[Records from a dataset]
--- START ---

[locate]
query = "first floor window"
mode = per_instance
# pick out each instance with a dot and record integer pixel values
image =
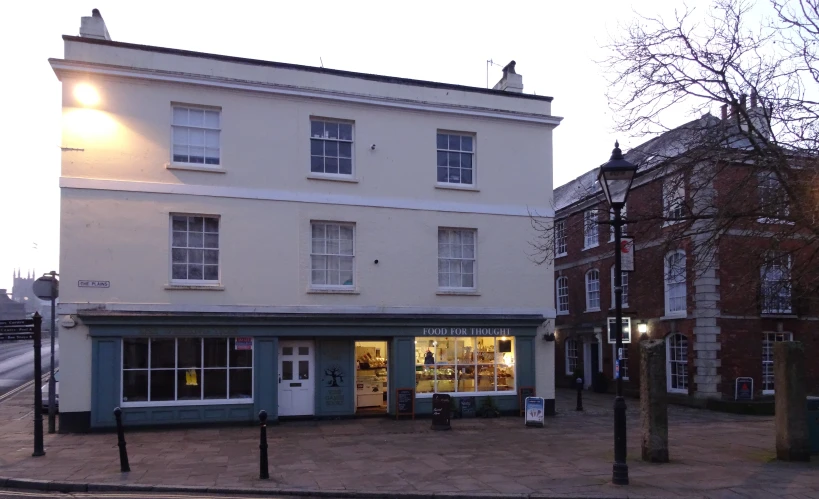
(456, 258)
(768, 341)
(187, 369)
(677, 363)
(623, 363)
(572, 356)
(592, 290)
(331, 255)
(195, 134)
(563, 295)
(464, 364)
(194, 249)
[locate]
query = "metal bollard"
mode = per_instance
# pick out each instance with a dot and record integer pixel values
(579, 383)
(264, 473)
(123, 452)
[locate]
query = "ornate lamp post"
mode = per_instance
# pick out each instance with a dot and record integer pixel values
(615, 179)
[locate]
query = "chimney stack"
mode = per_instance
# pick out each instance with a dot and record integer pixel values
(94, 26)
(511, 81)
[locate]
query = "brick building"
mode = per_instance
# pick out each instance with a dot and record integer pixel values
(719, 296)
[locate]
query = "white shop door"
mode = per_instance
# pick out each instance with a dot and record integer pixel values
(296, 383)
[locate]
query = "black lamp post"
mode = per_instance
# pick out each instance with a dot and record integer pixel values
(615, 179)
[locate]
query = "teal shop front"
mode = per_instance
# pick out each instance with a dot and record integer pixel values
(222, 368)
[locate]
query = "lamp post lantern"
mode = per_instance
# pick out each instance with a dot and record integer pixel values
(615, 179)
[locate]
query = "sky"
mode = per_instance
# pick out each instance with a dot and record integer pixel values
(555, 44)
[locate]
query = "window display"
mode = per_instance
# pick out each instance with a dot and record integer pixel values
(186, 369)
(464, 364)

--- END ---

What you are asked to do: Read the lines above. Gather those in which the string "query" is found.

Answer section:
query = "first floor window"
query = "metal bollard"
query = "ornate lamp post"
query = "chimney stack"
query = "brick building"
query = "white shop door"
query = "black lamp post"
query = "teal shop front"
query = "lamp post lantern"
query = "sky"
query = "window display"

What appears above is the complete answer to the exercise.